Work to complete
Copy every line of the listing exactly.

Stored data
++++++++

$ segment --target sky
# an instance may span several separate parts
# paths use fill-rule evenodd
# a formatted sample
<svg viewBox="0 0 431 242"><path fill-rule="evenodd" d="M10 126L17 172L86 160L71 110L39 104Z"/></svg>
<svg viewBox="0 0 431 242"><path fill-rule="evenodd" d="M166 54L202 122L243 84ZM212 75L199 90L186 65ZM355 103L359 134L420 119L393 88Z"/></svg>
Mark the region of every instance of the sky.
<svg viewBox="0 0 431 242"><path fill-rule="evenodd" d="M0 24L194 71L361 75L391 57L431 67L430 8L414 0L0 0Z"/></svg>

++++++++

Exercise result
$ segment --target sky
# an instance may span several separate parts
# paths use fill-rule evenodd
# a formatted sample
<svg viewBox="0 0 431 242"><path fill-rule="evenodd" d="M10 126L17 172L86 160L71 110L39 104Z"/></svg>
<svg viewBox="0 0 431 242"><path fill-rule="evenodd" d="M166 54L202 122L243 84ZM212 75L199 90L186 65ZM355 103L359 134L420 119L393 88Z"/></svg>
Mark the region of every instance of the sky.
<svg viewBox="0 0 431 242"><path fill-rule="evenodd" d="M0 24L194 71L361 75L391 57L431 67L430 8L414 0L0 0Z"/></svg>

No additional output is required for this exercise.